Arctic’s Edge (2025)

Rating: B-

Dir: Max Keough
Star: David Lenik, Rory Wilton, Ricardo Freitas, Rosie Edwards

If there’s one lesson I’ve learned from watching movies, it’s that stumbling across a fortuitous stash of money is never a good thing. Run away. Immediately. Otherwise, you will end up with one of the following. A) Christopher Eccleston in your attic (Shallow Grave). B) Billy Bob Thornton wielding a tyre iron (A Simple Plan). C) And probably worst, Javier Bardem flipping a coin at you (No Country for Old Men). Death inevitably will follow – it might well be yours. And yet, people naively continue to think they can get away with it. The latest sucker is Calvin Trask (Lenik, also the film’s writer), inhabitant of a small Norwegian town, up by the Arctic Circle.

**MATERIAL SHOWN:**
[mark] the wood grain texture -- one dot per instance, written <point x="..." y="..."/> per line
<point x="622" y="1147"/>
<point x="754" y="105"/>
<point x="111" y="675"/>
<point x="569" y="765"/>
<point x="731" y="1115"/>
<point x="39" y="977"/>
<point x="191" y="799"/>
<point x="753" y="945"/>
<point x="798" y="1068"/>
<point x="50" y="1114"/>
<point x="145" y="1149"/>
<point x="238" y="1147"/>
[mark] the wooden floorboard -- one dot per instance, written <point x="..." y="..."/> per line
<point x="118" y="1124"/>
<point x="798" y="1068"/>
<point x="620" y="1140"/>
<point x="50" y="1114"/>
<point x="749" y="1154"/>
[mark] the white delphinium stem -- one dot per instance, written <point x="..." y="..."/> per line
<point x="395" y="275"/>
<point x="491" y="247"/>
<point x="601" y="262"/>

--

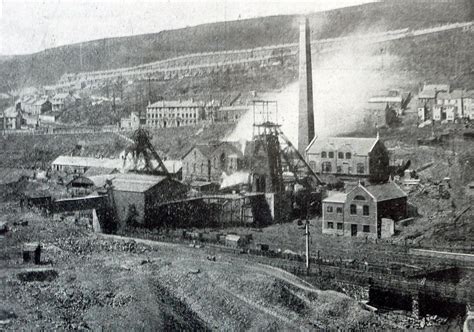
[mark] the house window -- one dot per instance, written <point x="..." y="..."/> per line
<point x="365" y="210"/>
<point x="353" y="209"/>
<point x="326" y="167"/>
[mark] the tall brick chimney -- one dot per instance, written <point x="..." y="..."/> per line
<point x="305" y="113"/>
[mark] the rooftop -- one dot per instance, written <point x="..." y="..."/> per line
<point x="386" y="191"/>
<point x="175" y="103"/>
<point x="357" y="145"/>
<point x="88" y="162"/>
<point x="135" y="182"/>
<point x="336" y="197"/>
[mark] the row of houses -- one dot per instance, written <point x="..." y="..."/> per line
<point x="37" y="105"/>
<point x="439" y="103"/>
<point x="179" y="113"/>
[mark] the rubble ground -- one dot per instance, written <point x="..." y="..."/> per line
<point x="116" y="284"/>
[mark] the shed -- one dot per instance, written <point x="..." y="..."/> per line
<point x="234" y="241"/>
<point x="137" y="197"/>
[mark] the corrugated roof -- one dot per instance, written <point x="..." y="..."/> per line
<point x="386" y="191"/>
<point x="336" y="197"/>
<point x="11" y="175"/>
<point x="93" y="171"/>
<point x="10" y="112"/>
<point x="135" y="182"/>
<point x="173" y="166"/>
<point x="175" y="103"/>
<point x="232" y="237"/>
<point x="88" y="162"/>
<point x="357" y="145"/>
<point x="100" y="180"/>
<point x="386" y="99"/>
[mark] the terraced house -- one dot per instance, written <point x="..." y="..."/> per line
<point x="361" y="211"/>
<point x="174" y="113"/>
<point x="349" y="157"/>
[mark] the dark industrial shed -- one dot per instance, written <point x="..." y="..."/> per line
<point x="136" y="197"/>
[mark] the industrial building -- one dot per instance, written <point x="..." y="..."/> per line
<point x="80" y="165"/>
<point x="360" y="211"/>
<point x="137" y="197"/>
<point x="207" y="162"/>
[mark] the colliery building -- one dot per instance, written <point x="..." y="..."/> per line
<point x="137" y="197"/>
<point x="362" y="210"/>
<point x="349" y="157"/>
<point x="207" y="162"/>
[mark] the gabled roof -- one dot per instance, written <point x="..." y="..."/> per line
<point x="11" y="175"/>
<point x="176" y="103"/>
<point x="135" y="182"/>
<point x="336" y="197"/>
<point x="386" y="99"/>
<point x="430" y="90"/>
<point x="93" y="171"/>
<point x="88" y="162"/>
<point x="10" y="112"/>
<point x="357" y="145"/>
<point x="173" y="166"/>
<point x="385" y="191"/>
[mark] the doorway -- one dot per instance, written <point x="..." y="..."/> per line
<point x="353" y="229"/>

---

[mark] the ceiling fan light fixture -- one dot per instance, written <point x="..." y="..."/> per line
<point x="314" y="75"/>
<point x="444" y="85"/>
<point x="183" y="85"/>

**REQUIREMENTS:**
(1) Using the Arctic's Edge review above, decide whether each statement agrees with it. Answer yes or no, and quote the words of the review that settle it.
(a) David Lenik directed the film.
(b) David Lenik also wrote the film.
(c) Calvin Trask lives in a small Norwegian town.
(2) The Arctic's Edge review names other films in parentheses as examples of what happens after someone finds money. List all of them.
(3) Carry the Arctic's Edge review forward from its last sentence, keeping the same voice.

**EXPECTED ANSWERS:**
(1)
(a) No: "Dir: Max Keough"
(b) Yes: "(Lenik, also the film’s writer)"
(c) Yes: "inhabitant of a small Norwegian town, up by the Arctic Circle"

(2)
Shallow Grave
A Simple Plan
No Country for Old Men

(3)
He follows his new neighbour, Lucas Wade (Wilton), and watches him digging up a bag of cash. Shortly after, Lucas is attacked by two men; Calvin helps patch him up, and also dispose of the bodies in the snowy wilderness. Turns out Lucas used to work for a cartel, and skimmed off two million dollars, which his collaborator stashed away in the nearby woods. However, the cartel boss, the brutal Gabriel Ortega (Freitas), has discovered the embezzlement, and is none too happy about it. There is some other stuff round the edges, such as Calvin’s terminally-ill mother, and the woman (Edwards) who cared for her. However, none of it is particularly important: this is a mostly straightforward tale, kept simple and told in a similar manner. 

I must admit, I was a little confused initially, by the fact that everyone involved here has an English accent, despite the Scandinavian location. I’d just about got over that, when the cartel boss shows up, and… Yes, he also sounds as if he had finished a shift as a BBC continuity announcer. It’s all a bit weird. Yet, that aside, I found a good deal to enjoy here. Everyone here is holding secrets of varying shapes, sizes, and relevance to proceedings as they unfold.  Consequently, there are some very effective “Holy shit” moments sprinkled through proceedings. Wilton probably delivers the most effective performance, though the script likely gives him more with which to work, such as a desire to reconnect with his estranged daughter.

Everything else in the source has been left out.